▶ **ИСХОДНЫЙ ТЕКСТ**
============================================================
Хронология “Дневника” отражает эволюцию воззрений автора на проблему Востока и Запада, преломленную в аспекте сложных и противоречивых отношений России и Европы. Хронология обусловлена жанром “Дневника” как отчета “о виденном, слышанном и прочитанном”. С одной стороны, это отклик на современные и имеющие резонанс в обществе события (дело госпожи Каировой, преступление Корниловой и многие другие потрясшие общество жестокостью истории), с другой − осознание роли А.С. Пушкина по случаю юбилея как настоящего русского поэта и постановка проблемы национального искусства, смерть Н.А. Некрасова.
В “Дневнике писателя” Ф.М. Достоевский вспоминал и казахского друга − Чокана Валиханова. Чокан Чингисович Валиханов (мусульманское имя – Мухаммед Ханафия) (1835−1865) – казахский ученый, просветитель, путешественник, этнограф, исследователь истории и культуры народов Казахстана, Центральной и Средней Азии. Родился в семье султана Чингиса Валиханова, внука знаменитого хана Аблая. В 1834 г. окончил Сибирский кадетский корпус на базе училища Сибирского линейного казачьего войска в г. Омске, затем был на различных должностях в аппарате управления сибирскими казаками (казахами Среднего жуза), дослужился до звания полковника царской армии и даже получил наследственное дворянство.
============================================================
▶ **ИСХОДНЫЕ СТРОКИ**
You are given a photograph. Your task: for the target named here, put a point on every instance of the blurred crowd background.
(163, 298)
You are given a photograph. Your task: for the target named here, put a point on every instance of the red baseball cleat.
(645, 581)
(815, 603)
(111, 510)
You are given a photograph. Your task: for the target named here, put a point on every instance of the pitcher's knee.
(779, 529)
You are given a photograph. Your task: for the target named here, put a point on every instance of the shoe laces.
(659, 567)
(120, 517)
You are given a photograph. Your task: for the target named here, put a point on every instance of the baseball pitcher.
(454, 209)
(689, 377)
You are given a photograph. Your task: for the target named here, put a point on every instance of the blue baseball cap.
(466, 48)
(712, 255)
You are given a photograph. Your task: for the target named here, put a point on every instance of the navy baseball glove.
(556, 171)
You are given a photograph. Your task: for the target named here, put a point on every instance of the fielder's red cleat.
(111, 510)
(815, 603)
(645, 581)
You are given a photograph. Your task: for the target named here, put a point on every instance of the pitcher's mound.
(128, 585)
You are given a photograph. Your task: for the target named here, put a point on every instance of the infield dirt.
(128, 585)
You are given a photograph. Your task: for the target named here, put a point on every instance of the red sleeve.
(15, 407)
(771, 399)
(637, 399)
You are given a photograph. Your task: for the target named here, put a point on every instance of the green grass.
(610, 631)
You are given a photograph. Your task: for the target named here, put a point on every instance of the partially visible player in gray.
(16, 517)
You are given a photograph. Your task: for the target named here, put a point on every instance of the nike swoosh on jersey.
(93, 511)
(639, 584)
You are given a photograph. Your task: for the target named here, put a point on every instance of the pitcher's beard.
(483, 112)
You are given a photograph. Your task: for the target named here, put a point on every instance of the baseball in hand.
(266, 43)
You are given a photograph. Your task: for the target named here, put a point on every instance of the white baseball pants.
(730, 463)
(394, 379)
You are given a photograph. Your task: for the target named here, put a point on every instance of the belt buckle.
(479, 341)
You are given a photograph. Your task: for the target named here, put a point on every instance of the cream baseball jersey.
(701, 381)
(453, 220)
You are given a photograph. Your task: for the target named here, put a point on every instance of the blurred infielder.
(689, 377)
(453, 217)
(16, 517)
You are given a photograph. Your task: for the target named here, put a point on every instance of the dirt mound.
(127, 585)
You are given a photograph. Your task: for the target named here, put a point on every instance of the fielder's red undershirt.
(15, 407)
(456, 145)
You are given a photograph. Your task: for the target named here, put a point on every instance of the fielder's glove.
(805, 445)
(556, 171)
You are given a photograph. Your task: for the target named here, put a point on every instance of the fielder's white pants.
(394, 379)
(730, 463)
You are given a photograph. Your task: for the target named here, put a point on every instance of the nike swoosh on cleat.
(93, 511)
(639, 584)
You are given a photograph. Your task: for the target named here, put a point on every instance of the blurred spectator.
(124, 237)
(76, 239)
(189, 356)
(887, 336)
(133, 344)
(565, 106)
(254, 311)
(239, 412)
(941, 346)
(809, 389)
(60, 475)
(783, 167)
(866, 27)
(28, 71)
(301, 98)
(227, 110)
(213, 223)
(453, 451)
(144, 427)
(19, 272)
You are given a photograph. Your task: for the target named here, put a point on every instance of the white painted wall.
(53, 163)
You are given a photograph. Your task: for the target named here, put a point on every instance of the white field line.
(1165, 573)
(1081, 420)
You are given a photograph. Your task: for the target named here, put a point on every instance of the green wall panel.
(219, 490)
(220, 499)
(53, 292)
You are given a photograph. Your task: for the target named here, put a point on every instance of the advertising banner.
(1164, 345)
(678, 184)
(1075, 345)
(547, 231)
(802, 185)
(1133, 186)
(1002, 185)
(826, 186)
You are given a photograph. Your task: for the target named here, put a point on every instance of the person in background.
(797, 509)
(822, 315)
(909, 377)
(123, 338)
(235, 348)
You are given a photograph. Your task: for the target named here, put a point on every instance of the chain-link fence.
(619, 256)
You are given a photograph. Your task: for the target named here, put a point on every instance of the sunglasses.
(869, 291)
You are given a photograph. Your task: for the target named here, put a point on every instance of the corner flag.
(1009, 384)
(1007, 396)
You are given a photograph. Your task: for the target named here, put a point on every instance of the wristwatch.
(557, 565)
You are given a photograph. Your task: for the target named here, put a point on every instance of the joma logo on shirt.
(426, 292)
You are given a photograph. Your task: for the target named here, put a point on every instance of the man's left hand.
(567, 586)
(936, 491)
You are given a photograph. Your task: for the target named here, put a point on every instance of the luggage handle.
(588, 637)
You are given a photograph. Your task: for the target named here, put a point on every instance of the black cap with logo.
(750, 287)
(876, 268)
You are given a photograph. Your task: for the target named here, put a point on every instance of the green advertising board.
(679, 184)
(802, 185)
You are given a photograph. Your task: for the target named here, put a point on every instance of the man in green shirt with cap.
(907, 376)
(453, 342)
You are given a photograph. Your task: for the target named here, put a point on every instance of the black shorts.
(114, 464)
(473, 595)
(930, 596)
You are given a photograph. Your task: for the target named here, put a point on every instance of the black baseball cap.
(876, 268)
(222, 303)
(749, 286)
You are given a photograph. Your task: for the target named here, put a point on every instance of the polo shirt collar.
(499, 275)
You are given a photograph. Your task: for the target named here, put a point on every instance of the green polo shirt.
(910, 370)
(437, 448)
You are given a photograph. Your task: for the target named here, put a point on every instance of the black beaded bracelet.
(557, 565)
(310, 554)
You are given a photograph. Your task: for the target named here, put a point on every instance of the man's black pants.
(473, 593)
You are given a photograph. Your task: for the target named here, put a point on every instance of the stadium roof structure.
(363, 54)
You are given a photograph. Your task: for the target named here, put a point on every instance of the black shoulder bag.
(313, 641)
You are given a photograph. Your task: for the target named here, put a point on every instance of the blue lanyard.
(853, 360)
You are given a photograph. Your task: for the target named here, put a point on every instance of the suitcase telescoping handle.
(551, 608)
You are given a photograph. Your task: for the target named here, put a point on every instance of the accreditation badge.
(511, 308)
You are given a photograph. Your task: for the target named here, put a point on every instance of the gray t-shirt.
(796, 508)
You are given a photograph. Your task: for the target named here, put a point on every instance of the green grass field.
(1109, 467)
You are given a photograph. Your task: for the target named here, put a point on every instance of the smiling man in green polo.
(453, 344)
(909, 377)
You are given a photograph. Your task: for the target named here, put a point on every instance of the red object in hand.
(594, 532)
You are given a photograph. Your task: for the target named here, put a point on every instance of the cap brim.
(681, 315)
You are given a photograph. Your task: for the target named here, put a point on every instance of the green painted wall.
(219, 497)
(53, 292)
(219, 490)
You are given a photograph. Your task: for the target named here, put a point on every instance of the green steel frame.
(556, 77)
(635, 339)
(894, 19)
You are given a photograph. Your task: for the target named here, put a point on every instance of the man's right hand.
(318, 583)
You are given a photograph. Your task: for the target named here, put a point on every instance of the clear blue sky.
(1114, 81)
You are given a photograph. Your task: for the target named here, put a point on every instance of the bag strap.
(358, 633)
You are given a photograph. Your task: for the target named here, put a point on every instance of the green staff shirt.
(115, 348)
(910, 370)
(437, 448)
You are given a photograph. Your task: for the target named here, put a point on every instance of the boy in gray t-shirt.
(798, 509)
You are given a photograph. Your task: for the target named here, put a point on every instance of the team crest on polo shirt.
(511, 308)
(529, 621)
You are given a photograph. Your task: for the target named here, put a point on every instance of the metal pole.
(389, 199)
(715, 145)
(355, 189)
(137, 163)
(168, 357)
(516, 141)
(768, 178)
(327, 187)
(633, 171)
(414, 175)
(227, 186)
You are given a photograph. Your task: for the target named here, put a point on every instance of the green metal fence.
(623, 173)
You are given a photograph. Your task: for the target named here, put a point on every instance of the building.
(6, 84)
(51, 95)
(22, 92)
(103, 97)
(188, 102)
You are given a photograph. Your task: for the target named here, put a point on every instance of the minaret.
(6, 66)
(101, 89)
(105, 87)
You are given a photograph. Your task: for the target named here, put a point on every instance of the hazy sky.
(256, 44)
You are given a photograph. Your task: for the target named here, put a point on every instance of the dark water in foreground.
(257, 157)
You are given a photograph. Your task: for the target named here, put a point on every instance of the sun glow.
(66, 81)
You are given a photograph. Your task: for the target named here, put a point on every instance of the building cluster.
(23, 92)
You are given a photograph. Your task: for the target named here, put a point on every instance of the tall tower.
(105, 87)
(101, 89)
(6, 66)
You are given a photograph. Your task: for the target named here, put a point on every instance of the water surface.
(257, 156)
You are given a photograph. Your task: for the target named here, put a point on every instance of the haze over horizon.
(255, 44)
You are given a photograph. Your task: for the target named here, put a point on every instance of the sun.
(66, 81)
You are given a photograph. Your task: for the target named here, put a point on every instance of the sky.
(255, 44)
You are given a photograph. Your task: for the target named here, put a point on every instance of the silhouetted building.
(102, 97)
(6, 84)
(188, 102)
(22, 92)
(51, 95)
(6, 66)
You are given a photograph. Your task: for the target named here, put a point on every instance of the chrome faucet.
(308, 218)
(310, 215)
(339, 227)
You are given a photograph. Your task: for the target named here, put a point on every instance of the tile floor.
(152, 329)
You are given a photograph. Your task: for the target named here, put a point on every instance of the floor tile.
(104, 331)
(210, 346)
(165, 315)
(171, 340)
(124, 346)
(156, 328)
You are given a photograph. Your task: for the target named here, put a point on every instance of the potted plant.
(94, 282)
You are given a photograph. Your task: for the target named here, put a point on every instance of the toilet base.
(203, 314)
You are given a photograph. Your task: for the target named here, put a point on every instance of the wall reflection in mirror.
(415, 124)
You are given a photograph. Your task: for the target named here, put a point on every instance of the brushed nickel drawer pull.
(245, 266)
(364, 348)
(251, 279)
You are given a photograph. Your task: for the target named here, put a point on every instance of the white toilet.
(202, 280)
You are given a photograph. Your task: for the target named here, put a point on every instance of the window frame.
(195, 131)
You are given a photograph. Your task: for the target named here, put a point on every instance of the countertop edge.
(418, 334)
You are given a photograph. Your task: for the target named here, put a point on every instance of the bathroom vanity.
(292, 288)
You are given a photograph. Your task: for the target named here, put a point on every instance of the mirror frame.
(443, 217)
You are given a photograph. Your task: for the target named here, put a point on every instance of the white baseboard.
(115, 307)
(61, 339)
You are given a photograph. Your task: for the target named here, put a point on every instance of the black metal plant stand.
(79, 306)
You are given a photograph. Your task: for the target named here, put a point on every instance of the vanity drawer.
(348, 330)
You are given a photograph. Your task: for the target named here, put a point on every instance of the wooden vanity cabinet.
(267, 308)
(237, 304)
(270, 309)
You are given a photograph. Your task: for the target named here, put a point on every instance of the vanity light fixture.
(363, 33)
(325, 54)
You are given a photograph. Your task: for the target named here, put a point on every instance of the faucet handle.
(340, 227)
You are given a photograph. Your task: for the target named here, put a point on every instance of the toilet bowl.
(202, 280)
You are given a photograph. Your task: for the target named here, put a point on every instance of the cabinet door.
============================================================
▶ **ЗАДАНИЯ И УПРАЖНЕНИЯ**
a) Преобразуйте строки данных, начиная со строки с «vanity light fixture.» и заканчивая последней строкой данных, в JSON-массив текстовых значений. Каждой строке должно соответствовать одно значение, пустые строки пропустите.
b) Продолжите текст о Достоевском и Чокане Валиханове, начиная сразу после его последнего предложения.

▶ **ОТВЕТЫ К ЗАДАНИЯМ**
a)
[
  "You are given a photograph. Your task: for the target named here, put a point on every instance of the vanity light fixture.",
  "(363, 33)",
  "(325, 54)",
  "You are given a photograph. Your task: for the target named here, put a point on every instance of the faucet handle.",
  "(340, 227)",
  "You are given a photograph. Your task: for the target named here, put a point on every instance of the toilet bowl.",
  "(202, 280)",
  "You are given a photograph. Your task: for the target named here, put a point on every instance of the cabinet door."
]

b)
Автор “Дневника писателя” вспоминает: “Мы первые объявили миру, что не через подавление личности иноплеменных нам национальностей хотим мы достигнуть собственного преуспеяния, а напротив, видим его лишь в свободнейшем”[3]. Достоевский, проведший пять лет ссылки в Семипалатинске и за месяц жизни в Омске подружившийся с выпускником кадетского корпуса Ч. Валихановым, во многом предопределил судьбу талантливого друга. “Вы спрашиваете совета: как поступить вам с вашей службой и вообще с обстоятельствами. По-моему вот что: не бросайте заниматься. У вас есть много материалов. Напишите статью о Степи. Ее напечатают (помните, об этом говорили). Всего лучше, если б вам удалось нечто, вроде своих записок о степном вашем быте, вашем возрасте там и т.д…”[4].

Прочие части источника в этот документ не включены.